» Passage shown
= Think Education =

Vocational education and training provider in Australia

Think Education is a higher education and vocational education and training provider in Australia, and is the primary trading name of Think Education. It delivers education through several campuses in Sydney, Brisbane, Melbourne and Adelaide, as well as through online study. Think Education is owned by Strategic Education Inc., and was previously owned by Laureate International Universities.

Think Education now only operates in the health discipline, offering two courses: Diploma of Nursing and Bachelor of Health Science (Clinical Myotherapy).

==Accreditation==
Think Education and its eight colleges are accredited in Australia by the Tertiary Education Quality and Standards Authority (TEQSA) and the Australian Skills Quality Authority (ASQA). Individual courses have specific accreditation from industry associations, especially among its health courses. Think Education as a provider, as well as most of its courses, also have accreditation with the Commonwealth Register of Courses for Overseas Students (CRICOS).

» Task to complete
According to the text on Think Education, which two courses does the provider now offer? The records that follow were drawn from a different source than the text on Think Education.

» Information given
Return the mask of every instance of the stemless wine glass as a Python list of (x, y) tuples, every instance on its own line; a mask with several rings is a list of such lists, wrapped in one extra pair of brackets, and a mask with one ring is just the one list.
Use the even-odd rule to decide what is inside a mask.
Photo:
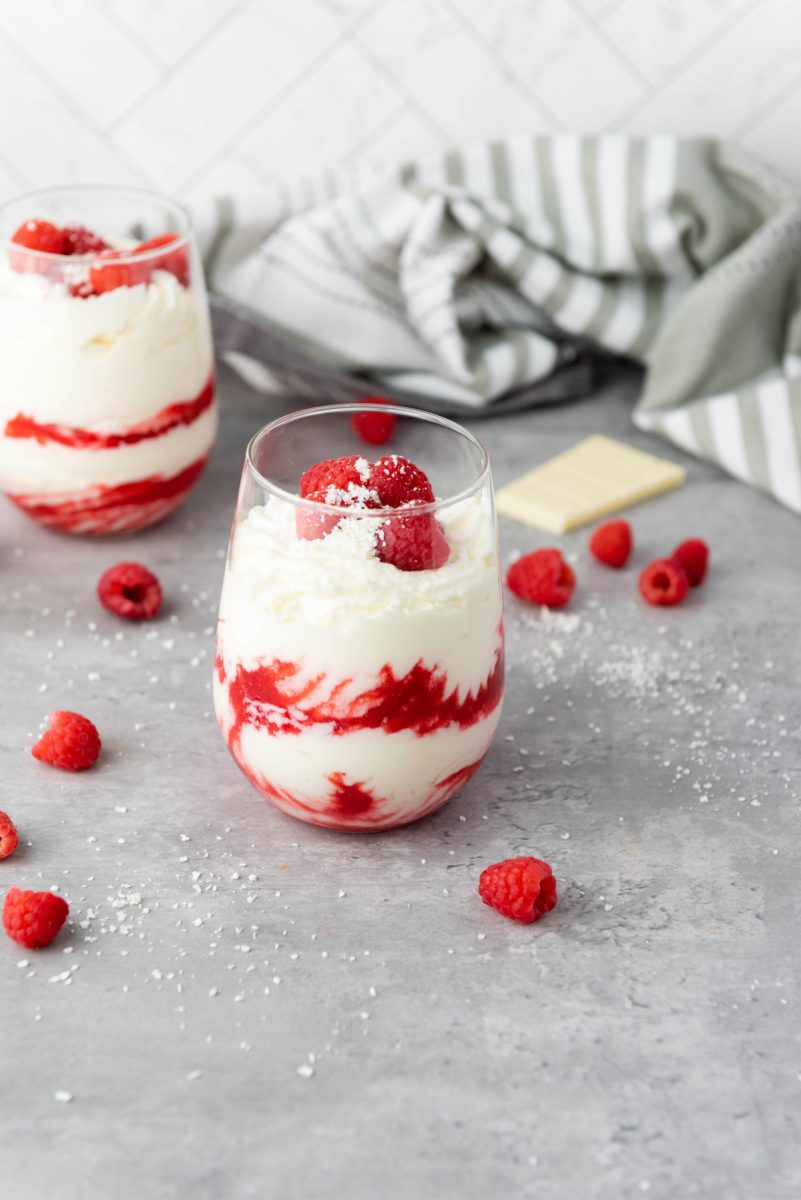
[(0, 488), (70, 533), (152, 524), (217, 427), (203, 269), (185, 210), (62, 187), (0, 208)]
[[(255, 434), (219, 605), (215, 707), (231, 755), (277, 808), (335, 829), (445, 804), (487, 754), (504, 691), (487, 452), (406, 408), (386, 445), (366, 446), (356, 414), (386, 412), (307, 409)], [(305, 472), (348, 456), (374, 504), (365, 451), (415, 463), (436, 499), (342, 508), (335, 485), (301, 498)]]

» Result for this exercise
Diploma of Nursing and Bachelor of Health Science (Clinical Myotherapy).